__DIRECTIONS__
Return exactly the span of lines that opens with the line containing "Objective — for every instance of the man's chin, mark" and closes with the last line of the data, inclusive.
_ _ _ _ _ _ _
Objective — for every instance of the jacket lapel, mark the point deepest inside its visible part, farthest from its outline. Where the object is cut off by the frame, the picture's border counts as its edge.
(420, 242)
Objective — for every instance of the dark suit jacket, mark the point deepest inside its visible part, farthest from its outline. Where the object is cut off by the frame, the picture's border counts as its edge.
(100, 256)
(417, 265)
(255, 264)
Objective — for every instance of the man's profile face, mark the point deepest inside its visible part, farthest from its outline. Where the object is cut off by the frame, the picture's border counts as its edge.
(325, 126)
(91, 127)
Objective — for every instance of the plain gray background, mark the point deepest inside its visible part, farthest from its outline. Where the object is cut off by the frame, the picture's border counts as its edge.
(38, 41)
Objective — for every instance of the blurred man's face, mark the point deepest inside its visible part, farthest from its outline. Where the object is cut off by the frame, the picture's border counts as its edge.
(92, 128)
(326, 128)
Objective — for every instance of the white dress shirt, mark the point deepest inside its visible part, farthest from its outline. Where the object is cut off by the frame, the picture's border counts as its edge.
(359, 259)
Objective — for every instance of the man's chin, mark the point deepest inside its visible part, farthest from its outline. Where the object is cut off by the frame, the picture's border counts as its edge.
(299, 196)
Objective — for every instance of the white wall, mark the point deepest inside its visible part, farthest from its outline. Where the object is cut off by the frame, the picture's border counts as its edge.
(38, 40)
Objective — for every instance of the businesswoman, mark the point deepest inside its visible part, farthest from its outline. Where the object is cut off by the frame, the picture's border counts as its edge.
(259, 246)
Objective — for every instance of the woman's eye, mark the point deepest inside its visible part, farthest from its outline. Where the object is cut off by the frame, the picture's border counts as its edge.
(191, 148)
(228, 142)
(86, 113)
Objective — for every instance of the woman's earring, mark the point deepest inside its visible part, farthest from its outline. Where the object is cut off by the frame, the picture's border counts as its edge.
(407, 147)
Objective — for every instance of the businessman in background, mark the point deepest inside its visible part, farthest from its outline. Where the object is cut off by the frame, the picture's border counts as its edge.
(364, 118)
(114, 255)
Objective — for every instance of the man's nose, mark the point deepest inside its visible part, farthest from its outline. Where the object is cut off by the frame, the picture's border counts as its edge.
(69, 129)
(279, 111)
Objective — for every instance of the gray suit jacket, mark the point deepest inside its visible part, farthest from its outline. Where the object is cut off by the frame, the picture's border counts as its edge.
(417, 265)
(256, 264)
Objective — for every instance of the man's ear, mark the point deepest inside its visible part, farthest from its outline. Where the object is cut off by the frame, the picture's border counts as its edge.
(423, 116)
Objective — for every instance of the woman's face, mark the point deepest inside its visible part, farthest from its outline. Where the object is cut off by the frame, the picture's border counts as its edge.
_ _ _ _ _ _ _
__WRITTEN REPLY__
Objective — for every instance of the man's chin, mark the point deepest inside its visible part, farthest from its outline. Where the object is cut off by the frame, the picture's border counts as its edge.
(299, 196)
Objective — for every instance of the white wall, mark the point deepest inside its visible part, farthest from its outline. Where the object is cut off by the frame, the picture's border counts as its edge.
(38, 40)
Objective — for every instance of the businesswoman, mark the point deepest inside its visible part, farthest from its outline. Where the object is cut off by the frame, the picture's border counts as its edge.
(259, 246)
Objective — for every instance of the woman's eye, mark the point deepest inside its visible part, farthest from its outline. Where the object is cut off by the frame, the picture's border counts as its edge.
(191, 148)
(228, 142)
(86, 113)
Objective — for every instance of the woman's earring, mark the point deepest inside its visible part, farthest from its outline. Where the object is cut off by the frame, the picture's border counts as its edge.
(407, 147)
Objective — for every instance of the businessman in background, mark the point deepest inside its visible part, farthest from its outline. Where the object is cut off by the frame, the picture's border counts as its edge.
(364, 118)
(114, 255)
Objective — for every instance of the man's nose, mark the point deepest inside its visible part, farthest from its outline. Where the object is cut off by the frame, the picture's border counts as its edge.
(69, 129)
(279, 111)
Objective — for every instance of the gray suit jacket, mark the point deepest inside its visible part, farthest from its outline. Where the object is cut off by the frame, the picture's border counts as its edge.
(417, 265)
(256, 264)
Objective — for every instance of the man's ear, mark the point deepest inside its visible part, farthest from its outline. Where the object is cut off by the frame, the picture's border counts as its edge.
(423, 116)
Objective — for every instance of the woman's face, mark the point deepest inside its visible part, farthest from its outline. Where the object is cut off by the frame, the picture's border counts as its edge.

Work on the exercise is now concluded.